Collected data
- Opening Delimiter -

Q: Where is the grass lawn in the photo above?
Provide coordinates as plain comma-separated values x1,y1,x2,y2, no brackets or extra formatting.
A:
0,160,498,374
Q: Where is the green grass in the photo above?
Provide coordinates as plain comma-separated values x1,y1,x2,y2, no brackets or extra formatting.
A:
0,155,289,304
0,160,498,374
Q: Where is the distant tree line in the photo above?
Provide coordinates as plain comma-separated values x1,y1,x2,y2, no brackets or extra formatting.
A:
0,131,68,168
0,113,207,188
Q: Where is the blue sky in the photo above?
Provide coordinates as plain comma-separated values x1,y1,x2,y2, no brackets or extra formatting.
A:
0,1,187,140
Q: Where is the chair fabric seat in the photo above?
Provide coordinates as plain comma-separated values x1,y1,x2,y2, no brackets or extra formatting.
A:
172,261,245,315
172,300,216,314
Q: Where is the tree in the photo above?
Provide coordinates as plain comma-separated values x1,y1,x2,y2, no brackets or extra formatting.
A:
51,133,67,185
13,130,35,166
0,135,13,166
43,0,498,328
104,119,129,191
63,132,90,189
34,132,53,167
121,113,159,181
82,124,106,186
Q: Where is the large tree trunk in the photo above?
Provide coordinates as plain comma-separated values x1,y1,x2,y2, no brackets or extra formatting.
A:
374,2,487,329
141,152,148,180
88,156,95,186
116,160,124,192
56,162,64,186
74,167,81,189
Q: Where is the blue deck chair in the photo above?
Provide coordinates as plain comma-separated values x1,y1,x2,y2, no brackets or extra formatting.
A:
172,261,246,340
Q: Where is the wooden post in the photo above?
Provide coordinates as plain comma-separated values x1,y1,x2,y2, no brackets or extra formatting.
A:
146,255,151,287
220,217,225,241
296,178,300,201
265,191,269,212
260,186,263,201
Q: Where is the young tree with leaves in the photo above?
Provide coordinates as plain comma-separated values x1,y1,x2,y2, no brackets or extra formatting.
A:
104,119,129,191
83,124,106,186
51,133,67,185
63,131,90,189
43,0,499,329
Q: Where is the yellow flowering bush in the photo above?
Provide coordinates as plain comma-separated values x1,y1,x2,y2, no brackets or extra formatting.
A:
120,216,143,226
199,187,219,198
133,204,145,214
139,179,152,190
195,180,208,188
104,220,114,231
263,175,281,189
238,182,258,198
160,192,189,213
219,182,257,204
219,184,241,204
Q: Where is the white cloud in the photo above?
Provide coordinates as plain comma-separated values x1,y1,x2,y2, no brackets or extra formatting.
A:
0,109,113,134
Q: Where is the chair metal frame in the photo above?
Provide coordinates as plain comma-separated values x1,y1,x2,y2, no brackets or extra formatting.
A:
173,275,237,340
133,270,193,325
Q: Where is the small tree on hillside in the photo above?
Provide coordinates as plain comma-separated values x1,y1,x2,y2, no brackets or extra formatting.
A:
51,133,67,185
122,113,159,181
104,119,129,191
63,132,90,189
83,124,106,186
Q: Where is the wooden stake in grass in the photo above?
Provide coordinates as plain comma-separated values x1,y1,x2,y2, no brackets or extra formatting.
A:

- Closing Delimiter -

Exercise aim — The answer is to be a bare number, showing how many lines of the records contain "wooden".

Written reply — 2